* Begin *
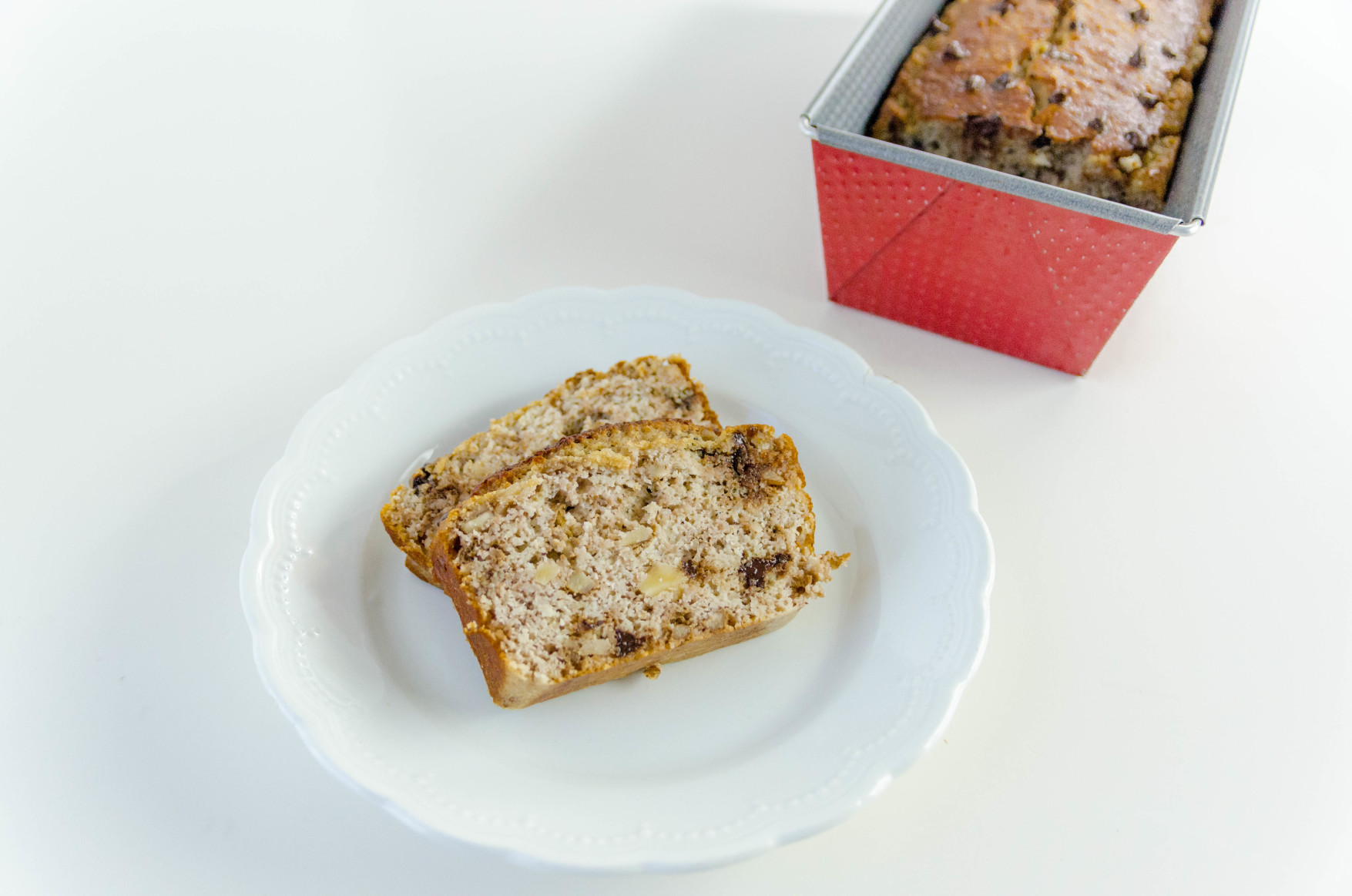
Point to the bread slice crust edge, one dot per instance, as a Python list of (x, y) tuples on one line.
[(514, 688)]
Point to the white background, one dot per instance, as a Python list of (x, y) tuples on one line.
[(210, 214)]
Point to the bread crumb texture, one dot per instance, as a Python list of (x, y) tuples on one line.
[(632, 541), (646, 388)]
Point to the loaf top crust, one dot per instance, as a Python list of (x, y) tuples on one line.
[(1113, 73), (968, 64), (639, 390), (1112, 64), (630, 541)]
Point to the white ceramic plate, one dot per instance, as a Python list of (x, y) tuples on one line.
[(723, 756)]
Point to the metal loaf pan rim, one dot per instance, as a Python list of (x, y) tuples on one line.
[(864, 73)]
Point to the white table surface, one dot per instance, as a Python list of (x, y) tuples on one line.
[(210, 214)]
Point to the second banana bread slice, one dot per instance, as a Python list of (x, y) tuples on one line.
[(646, 388)]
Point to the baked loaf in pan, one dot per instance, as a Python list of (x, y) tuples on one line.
[(642, 390), (629, 546), (1090, 95)]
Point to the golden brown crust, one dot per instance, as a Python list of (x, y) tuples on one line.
[(1089, 95), (1110, 71), (981, 39), (418, 560)]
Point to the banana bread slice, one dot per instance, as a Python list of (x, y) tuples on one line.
[(1090, 95), (648, 388), (625, 548)]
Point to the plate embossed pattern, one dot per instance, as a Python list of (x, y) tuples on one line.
[(725, 756)]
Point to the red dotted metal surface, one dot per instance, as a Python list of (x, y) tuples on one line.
[(998, 270)]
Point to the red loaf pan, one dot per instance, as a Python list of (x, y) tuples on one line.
[(999, 261)]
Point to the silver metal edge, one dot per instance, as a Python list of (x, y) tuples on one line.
[(978, 176), (1058, 196), (856, 46), (1212, 164)]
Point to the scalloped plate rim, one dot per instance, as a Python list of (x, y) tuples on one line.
[(264, 537)]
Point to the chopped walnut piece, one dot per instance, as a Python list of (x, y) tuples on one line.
[(660, 579)]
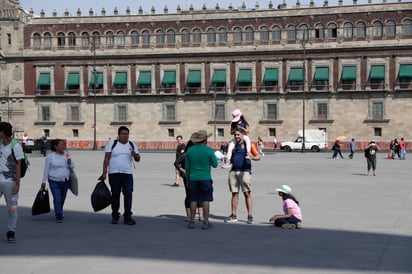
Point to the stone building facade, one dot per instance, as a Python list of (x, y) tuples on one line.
[(348, 68)]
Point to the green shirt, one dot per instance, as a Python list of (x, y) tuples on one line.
[(199, 160)]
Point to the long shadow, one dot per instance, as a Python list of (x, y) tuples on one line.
[(166, 238)]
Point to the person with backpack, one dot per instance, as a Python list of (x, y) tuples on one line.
[(10, 161), (57, 172), (118, 163)]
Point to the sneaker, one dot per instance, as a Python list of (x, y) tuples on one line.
[(232, 218), (206, 226), (288, 226), (11, 236), (250, 219), (191, 225), (129, 222)]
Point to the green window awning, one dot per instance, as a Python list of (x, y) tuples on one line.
[(296, 74), (321, 74), (194, 77), (169, 77), (44, 79), (120, 78), (145, 78), (244, 76), (348, 73), (219, 76), (73, 79), (271, 75), (99, 79), (377, 73), (405, 71)]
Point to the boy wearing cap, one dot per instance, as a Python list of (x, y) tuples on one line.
[(292, 215), (10, 176)]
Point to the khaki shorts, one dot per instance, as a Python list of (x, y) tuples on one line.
[(240, 179)]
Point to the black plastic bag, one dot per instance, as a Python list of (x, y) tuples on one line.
[(41, 203), (101, 196)]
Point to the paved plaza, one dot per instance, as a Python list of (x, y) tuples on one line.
[(353, 223)]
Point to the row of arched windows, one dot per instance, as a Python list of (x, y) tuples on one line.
[(247, 34)]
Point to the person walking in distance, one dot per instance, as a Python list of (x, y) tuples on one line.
[(118, 159), (199, 160), (351, 148), (240, 177), (10, 176), (57, 172), (370, 154), (180, 149)]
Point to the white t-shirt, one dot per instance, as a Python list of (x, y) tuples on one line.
[(121, 158), (7, 162)]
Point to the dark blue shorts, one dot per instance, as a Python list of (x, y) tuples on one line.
[(201, 191)]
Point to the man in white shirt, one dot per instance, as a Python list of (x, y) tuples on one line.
[(118, 163)]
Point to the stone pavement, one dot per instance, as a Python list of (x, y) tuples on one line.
[(353, 223)]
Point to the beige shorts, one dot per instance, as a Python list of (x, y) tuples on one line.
[(240, 179)]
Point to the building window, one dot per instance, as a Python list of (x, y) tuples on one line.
[(71, 39), (185, 37), (171, 37), (211, 35), (272, 132), (171, 132), (332, 31), (407, 27), (121, 38), (135, 37), (271, 111), (197, 36), (377, 132), (61, 40), (390, 28), (110, 38), (276, 34), (377, 111), (264, 34), (361, 30), (75, 133), (36, 40), (85, 39), (319, 31), (377, 29), (169, 113), (222, 35), (73, 114), (45, 113), (146, 38), (237, 35), (291, 33), (219, 112), (120, 111), (47, 40), (160, 37), (249, 34), (348, 30), (321, 111)]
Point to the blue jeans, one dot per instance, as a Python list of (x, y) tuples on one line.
[(121, 182), (59, 192), (292, 220)]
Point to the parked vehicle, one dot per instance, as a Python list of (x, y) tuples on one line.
[(315, 140)]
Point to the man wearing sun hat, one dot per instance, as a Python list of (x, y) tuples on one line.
[(199, 160)]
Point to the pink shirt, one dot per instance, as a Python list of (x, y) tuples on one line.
[(289, 203)]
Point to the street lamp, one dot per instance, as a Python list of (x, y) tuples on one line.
[(304, 85), (94, 91)]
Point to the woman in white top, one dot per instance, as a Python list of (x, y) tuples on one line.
[(56, 171)]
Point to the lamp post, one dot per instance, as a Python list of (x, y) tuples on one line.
[(304, 85), (94, 91)]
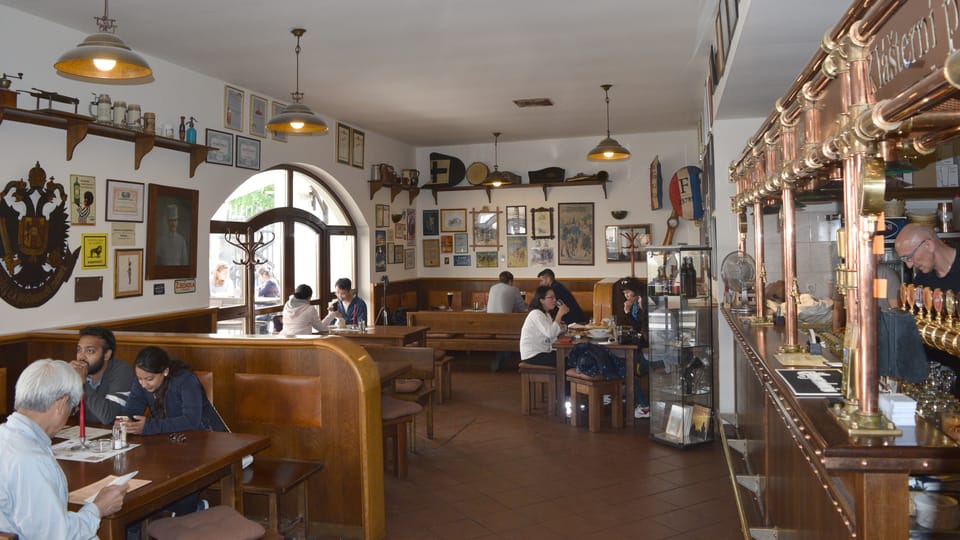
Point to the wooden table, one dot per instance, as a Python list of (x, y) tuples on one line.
[(175, 469), (629, 353), (400, 336)]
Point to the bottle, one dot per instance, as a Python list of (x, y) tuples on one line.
[(192, 131)]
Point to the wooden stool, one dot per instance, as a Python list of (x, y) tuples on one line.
[(398, 416), (536, 383), (595, 388)]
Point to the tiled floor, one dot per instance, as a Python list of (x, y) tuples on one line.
[(492, 473)]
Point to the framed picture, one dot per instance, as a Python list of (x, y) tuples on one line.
[(486, 229), (258, 116), (431, 252), (171, 232), (124, 201), (94, 251), (127, 273), (232, 108), (431, 222), (83, 191), (460, 244), (248, 153), (383, 215), (575, 223), (619, 238), (542, 219), (222, 144), (343, 143), (486, 259), (276, 108), (356, 149), (454, 220), (516, 252), (516, 220)]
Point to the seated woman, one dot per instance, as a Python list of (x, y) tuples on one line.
[(173, 394), (299, 316), (542, 327)]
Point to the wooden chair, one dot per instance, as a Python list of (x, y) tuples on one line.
[(594, 388), (538, 387)]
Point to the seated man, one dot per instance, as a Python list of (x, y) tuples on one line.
[(33, 488)]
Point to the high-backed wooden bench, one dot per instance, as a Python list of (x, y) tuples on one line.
[(470, 331)]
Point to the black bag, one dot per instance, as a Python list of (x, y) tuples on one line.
[(593, 360)]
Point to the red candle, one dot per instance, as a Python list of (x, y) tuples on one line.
[(83, 432)]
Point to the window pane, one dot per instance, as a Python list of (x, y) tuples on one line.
[(309, 195), (305, 270), (260, 192)]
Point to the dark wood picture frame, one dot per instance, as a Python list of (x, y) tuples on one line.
[(165, 259)]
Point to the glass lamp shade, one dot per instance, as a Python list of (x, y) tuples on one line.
[(103, 56), (608, 150), (297, 118)]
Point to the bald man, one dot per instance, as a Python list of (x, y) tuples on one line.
[(934, 263)]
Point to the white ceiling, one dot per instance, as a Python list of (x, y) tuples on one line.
[(445, 72)]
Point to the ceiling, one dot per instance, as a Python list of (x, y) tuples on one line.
[(446, 72)]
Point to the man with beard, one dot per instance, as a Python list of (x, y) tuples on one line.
[(107, 380)]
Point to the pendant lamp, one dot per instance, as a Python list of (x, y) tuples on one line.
[(297, 118), (104, 56), (608, 149), (496, 178)]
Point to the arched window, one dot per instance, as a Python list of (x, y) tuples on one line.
[(306, 234)]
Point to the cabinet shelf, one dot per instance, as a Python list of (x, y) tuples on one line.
[(395, 189), (436, 188), (78, 126)]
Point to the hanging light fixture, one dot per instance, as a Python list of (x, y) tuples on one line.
[(496, 178), (608, 149), (104, 56), (297, 118)]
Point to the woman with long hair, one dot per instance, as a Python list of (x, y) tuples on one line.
[(173, 394), (544, 323)]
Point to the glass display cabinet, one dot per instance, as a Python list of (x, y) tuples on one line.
[(680, 334)]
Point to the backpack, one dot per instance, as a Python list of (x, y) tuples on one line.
[(593, 360)]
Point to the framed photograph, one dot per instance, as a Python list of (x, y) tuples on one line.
[(124, 201), (576, 241), (486, 259), (431, 222), (232, 108), (431, 252), (383, 215), (276, 108), (83, 190), (460, 243), (248, 153), (258, 116), (94, 251), (542, 219), (619, 238), (486, 229), (516, 252), (127, 273), (222, 143), (343, 143), (171, 232), (453, 220), (516, 220), (356, 148)]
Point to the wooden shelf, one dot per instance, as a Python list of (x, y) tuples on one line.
[(78, 126), (436, 188), (395, 189)]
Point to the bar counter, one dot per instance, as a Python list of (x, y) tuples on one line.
[(816, 481)]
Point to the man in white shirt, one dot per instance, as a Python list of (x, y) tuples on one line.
[(33, 488)]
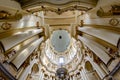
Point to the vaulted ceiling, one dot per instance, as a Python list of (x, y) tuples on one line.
[(57, 6)]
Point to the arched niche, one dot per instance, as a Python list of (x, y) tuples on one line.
[(35, 68), (88, 66)]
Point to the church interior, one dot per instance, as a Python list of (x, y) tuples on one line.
[(59, 39)]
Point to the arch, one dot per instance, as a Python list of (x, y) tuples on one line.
[(88, 66), (35, 68)]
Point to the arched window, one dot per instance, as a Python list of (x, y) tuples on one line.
[(61, 60)]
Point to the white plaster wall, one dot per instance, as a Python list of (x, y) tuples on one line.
[(91, 18)]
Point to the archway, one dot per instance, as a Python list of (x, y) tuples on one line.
[(90, 72)]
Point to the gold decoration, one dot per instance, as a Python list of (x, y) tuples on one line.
[(5, 16), (6, 26), (114, 22)]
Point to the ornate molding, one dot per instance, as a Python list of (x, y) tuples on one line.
[(6, 16), (59, 10), (57, 3)]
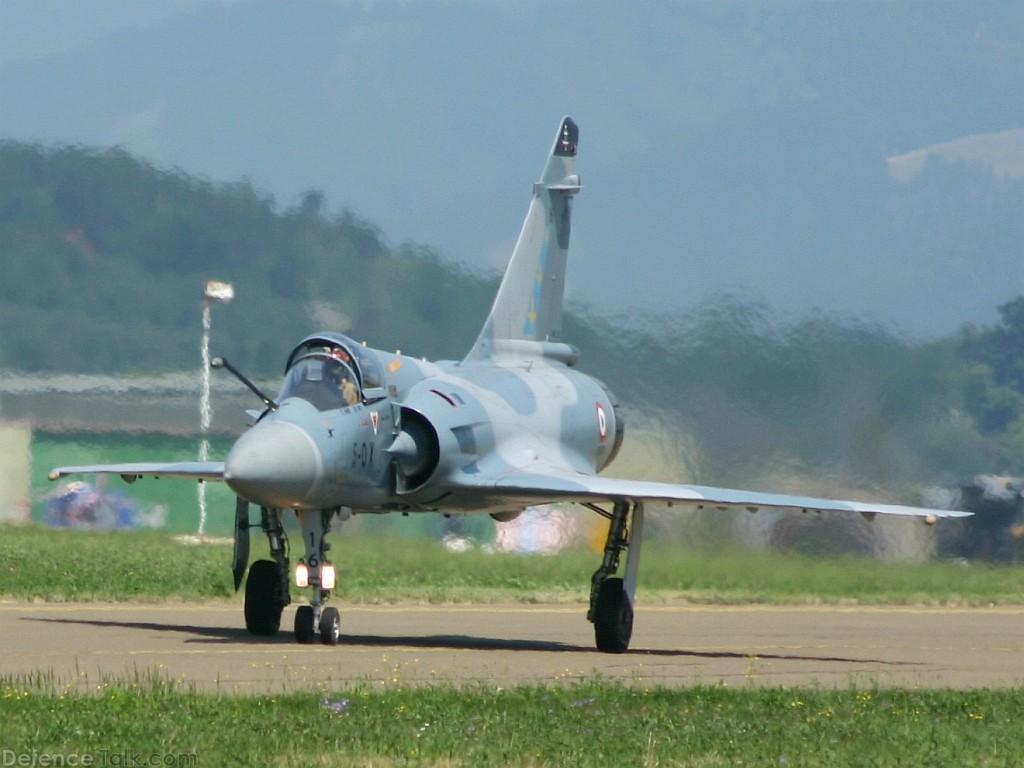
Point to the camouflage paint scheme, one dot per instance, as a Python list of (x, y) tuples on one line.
[(511, 425)]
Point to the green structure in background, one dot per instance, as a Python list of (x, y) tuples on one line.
[(174, 506)]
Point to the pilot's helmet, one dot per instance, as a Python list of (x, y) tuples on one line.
[(334, 372), (314, 371)]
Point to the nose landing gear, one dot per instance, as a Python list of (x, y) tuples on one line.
[(611, 597)]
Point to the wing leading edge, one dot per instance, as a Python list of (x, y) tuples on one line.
[(554, 487), (131, 472)]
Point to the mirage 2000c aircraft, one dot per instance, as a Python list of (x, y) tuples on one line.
[(356, 430)]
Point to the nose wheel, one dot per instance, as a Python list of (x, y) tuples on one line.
[(610, 596), (317, 573), (307, 626)]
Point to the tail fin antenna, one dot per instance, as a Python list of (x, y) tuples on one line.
[(528, 304)]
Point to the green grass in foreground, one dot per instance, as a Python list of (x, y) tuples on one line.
[(38, 563), (587, 724)]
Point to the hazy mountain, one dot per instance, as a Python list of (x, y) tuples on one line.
[(738, 145)]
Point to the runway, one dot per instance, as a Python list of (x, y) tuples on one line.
[(85, 645)]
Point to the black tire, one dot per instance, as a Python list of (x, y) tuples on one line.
[(612, 617), (305, 632), (262, 599), (330, 626)]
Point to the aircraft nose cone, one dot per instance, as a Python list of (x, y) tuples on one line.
[(273, 465)]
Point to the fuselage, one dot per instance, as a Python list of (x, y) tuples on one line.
[(419, 433)]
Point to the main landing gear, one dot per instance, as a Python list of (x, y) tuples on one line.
[(267, 585), (611, 597)]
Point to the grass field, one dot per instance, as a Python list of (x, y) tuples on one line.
[(38, 563), (589, 723)]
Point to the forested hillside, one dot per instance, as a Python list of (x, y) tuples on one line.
[(104, 258)]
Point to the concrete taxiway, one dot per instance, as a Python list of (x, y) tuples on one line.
[(85, 645)]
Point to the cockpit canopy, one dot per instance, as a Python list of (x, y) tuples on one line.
[(331, 371)]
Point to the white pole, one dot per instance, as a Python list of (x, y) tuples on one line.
[(223, 292), (205, 411)]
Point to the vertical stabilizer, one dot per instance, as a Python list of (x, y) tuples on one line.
[(528, 305)]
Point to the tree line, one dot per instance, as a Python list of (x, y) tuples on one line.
[(104, 258)]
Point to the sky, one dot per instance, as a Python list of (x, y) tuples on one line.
[(700, 125)]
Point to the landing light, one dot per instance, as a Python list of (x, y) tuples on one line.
[(328, 577)]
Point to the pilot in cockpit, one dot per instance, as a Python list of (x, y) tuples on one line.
[(349, 392)]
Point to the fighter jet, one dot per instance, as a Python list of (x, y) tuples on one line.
[(356, 430)]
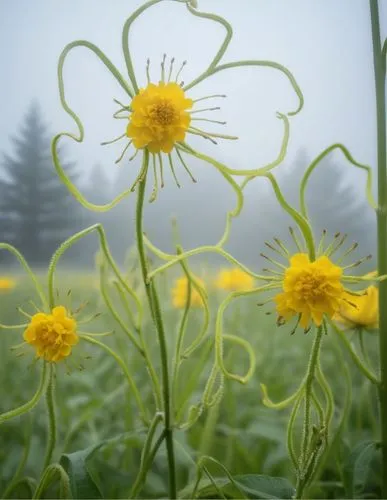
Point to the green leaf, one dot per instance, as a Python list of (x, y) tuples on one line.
[(252, 485), (362, 471), (81, 482), (259, 486)]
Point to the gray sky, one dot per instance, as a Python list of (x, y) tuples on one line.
[(325, 43)]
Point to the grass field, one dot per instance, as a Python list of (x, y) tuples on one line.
[(94, 404)]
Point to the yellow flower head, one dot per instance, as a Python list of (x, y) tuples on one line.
* End *
Render the lines starting at the one containing "Point to the banana" and ending at the one containing "[(998, 270)]" as a JSON list of strings, one string per line, with blank lines left out.

TASK SOLUTION.
[
  "Point to the banana bread slice, one dot per instance, as a Python list of (x, y) tuples on one line.",
  "[(1090, 95), (648, 388), (625, 548)]",
  "Point to the plate embossed pattern, one dot per instance, as a Python list of (x, y) tuples on one line.",
  "[(725, 756)]",
  "Point to the red dotted metal surface, one dot per instance, as a Python list of (x, y) tuples on one line.",
  "[(998, 270)]"
]